__SET EXERCISE__.
Nothing other than the lines from the one containing "Target: leafy green tree" through the close of the entries below should be printed, each exactly.

Records excerpted from a collection

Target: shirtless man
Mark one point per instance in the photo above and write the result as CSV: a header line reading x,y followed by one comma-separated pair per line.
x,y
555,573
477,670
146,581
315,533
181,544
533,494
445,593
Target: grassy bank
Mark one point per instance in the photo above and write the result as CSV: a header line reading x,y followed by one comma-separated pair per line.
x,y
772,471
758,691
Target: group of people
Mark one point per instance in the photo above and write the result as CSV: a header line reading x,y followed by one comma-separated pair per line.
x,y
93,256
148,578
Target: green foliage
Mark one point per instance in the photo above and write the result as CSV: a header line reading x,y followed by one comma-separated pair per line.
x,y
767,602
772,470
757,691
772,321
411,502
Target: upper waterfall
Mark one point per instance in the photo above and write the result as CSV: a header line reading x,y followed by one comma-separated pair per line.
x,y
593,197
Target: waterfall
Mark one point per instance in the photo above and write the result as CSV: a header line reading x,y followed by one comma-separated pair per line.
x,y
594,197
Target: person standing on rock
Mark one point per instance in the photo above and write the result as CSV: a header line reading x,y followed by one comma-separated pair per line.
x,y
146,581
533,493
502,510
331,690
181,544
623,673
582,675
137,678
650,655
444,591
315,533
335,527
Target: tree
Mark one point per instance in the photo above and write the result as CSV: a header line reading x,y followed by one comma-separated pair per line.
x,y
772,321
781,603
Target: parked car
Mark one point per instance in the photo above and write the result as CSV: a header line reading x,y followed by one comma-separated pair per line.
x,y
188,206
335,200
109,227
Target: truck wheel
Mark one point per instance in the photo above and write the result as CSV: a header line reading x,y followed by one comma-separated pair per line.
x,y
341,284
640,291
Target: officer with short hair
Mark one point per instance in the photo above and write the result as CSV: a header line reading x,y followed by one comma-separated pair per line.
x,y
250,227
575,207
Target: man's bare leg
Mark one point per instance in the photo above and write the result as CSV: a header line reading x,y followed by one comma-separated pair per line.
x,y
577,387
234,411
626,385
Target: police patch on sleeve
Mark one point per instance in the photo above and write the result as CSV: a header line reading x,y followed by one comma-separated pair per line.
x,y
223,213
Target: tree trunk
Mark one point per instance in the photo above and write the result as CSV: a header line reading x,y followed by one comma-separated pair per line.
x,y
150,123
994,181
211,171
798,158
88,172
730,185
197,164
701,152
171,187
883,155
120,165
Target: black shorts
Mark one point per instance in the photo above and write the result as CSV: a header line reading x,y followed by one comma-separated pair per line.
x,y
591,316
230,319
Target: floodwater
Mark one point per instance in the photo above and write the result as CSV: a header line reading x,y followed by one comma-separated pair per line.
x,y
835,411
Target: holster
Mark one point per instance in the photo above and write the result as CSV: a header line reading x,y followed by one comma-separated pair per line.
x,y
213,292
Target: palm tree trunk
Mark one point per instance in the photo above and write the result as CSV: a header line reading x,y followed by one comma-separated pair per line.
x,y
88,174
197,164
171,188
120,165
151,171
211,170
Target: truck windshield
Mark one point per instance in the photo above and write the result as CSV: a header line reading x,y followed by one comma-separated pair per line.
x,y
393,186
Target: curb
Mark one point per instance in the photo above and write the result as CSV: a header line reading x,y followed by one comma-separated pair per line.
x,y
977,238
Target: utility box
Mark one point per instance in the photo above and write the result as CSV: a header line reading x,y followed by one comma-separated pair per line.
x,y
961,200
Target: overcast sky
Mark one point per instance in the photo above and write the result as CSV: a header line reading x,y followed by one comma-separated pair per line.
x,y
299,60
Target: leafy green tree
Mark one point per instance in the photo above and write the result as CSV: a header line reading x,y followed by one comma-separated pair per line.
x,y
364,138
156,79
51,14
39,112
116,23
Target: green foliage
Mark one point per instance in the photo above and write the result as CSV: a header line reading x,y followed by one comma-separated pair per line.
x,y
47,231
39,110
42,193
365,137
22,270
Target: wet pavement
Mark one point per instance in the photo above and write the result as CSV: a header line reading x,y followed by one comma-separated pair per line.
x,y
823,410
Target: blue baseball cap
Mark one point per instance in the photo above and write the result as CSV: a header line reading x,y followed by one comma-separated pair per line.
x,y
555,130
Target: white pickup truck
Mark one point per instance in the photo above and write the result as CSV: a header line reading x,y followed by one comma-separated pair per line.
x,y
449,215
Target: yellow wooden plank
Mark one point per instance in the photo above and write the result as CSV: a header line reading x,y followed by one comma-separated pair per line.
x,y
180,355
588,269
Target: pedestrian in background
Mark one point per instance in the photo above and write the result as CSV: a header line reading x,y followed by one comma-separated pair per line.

__OUTPUT FOR THIS TASK__.
Target: leafy green tree
Mark one point per instance in the photo above and write the result as CSV: a header line reading x,y followed by one comma-separated pair per line.
x,y
364,138
156,79
51,14
39,112
116,23
Target: green foliage
Mark one point per instance in the photo above and write the result as CSV: a header line reading x,y followed by one comma-separated pair per line.
x,y
47,231
39,110
42,193
365,137
22,270
Target: wet pavement
Mark one point per instance in the photo above and write the result as CSV: a header line reading x,y followed by one comma-separated pair per line.
x,y
823,410
Target: blue baseball cap
Mark one point per instance in the photo above and write the result as CSV: a header line reading x,y followed by one comma-separated pair per line.
x,y
555,130
Target: white pickup truck
Mark one point per instance in the photo above and write the result as CSV: a header line reading x,y followed by one comma-separated pair per line.
x,y
449,215
Target: yellow wooden plank
Mark one point per instance in the photo above and write the result as CSV: a header line reading x,y followed by one comma-separated pair per line.
x,y
180,355
588,269
Target: pedestrian in background
Mark one point per instance in the photo above and write the result as CSV: a header line reading x,y followed by one comma-separated pair per line.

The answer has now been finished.